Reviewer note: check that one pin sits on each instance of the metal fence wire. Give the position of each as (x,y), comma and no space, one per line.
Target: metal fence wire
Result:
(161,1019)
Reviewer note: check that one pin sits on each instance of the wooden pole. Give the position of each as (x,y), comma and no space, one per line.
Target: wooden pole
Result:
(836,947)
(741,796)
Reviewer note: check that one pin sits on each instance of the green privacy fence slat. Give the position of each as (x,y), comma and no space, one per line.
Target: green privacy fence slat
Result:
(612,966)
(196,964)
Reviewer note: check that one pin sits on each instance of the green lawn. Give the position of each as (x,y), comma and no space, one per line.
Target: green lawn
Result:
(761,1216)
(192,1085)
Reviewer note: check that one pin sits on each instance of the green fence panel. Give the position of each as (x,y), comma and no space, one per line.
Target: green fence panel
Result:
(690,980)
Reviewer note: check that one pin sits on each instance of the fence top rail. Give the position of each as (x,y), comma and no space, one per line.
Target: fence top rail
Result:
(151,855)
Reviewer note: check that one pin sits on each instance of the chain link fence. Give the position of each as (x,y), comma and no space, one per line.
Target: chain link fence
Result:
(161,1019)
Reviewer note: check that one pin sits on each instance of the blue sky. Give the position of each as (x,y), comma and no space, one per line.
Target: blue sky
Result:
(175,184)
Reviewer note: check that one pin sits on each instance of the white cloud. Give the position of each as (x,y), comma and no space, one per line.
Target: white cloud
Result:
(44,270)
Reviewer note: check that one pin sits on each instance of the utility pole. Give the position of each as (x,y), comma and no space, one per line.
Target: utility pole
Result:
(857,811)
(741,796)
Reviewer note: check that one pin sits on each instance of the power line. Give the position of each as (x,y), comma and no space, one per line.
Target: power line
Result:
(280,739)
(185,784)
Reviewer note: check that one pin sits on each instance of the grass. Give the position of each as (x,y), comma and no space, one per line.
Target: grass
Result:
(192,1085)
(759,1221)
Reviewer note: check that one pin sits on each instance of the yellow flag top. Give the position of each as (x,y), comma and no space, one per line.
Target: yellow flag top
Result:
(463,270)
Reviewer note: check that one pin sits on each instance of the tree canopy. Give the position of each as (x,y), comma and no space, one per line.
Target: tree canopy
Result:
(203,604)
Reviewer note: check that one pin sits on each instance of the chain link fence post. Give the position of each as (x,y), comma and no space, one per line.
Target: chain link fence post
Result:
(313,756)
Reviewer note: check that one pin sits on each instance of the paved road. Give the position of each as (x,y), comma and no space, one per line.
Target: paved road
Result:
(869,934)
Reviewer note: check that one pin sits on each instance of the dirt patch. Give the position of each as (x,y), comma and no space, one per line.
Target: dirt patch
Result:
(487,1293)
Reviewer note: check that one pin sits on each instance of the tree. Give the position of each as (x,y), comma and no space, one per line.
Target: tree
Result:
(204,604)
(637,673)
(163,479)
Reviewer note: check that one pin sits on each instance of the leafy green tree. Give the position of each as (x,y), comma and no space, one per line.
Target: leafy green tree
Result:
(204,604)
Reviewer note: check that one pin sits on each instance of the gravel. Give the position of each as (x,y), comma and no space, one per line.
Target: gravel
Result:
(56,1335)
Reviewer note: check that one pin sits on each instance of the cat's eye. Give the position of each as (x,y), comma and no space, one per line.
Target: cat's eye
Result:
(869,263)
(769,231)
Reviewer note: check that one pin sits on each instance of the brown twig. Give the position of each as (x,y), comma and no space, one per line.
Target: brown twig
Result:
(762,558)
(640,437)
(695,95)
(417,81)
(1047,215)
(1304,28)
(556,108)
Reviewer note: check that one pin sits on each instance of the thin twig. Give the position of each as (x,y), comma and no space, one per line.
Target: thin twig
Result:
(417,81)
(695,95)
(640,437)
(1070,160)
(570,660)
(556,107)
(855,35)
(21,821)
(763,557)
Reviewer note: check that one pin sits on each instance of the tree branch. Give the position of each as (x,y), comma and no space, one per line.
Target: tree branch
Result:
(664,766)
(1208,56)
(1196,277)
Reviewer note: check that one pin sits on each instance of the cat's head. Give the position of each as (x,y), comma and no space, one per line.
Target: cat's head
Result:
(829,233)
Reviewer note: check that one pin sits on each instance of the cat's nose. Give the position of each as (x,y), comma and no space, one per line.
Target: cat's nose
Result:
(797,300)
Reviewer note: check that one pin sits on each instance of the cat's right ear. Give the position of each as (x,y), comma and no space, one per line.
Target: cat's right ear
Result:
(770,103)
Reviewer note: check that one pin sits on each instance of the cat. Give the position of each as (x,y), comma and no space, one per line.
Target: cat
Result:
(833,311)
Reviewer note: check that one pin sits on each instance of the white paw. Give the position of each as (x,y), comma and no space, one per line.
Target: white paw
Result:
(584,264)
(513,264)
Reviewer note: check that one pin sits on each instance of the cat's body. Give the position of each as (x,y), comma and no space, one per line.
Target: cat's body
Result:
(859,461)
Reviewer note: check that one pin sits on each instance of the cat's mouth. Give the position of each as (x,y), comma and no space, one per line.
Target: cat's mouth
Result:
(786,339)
· · · · ·
Task objective » From the line holding "of the thin" through the last line above, reproduce each line exactly and add nothing.

Reply »
Reviewer note: check that one pin sits on each instance of the thin twig. Give the position of each as (x,y), comma and no space, one per line.
Target: thin twig
Result:
(417,81)
(695,95)
(640,437)
(1070,160)
(570,660)
(556,107)
(855,35)
(21,821)
(763,557)
Reviewer note: check that one pin sits on each instance of the tree branch. Give the position of each as (x,y), comma and no space, one per line.
Target: tree branch
Result:
(664,766)
(1208,56)
(1196,277)
Reviewer note: check that one pin sits on each instance of the cat's head. Give the position of each as (x,y), comma and no space, one per line.
Target: cat's head
Result:
(829,233)
Reviewer note: check that one pin sits on each instance of the cat's nose. Give the position of each as (x,y), comma and no space, one per line.
Target: cat's nose
Result:
(797,300)
Reviewer note: check that one pin sits on each instance of the cat's right ear. Give the position of each as (x,y), comma and no space, one per line.
Target: cat's right ear
Result:
(770,103)
Reviewer note: check that one pin sits on each instance of the cat. Give the position of each as (x,y), comma and no space, one per line.
Target: cat
Result:
(833,311)
Reviewer note: check that one pin sits on each instance of the white paw. Give the position of each as (x,y), comma and no space, one per line.
Target: white paw
Result:
(584,264)
(513,264)
Reviewer note: check that one pin sits on each instance of the cat's body. Give the position of each as (x,y), comma and no space, one per line.
Target: cat's body
Result:
(859,461)
Reviewer note: check that one pin sits on each instance of the cat's mouth. Give the position of each as (x,y), comma and no space, one per line.
Target: cat's mouth
Result:
(786,339)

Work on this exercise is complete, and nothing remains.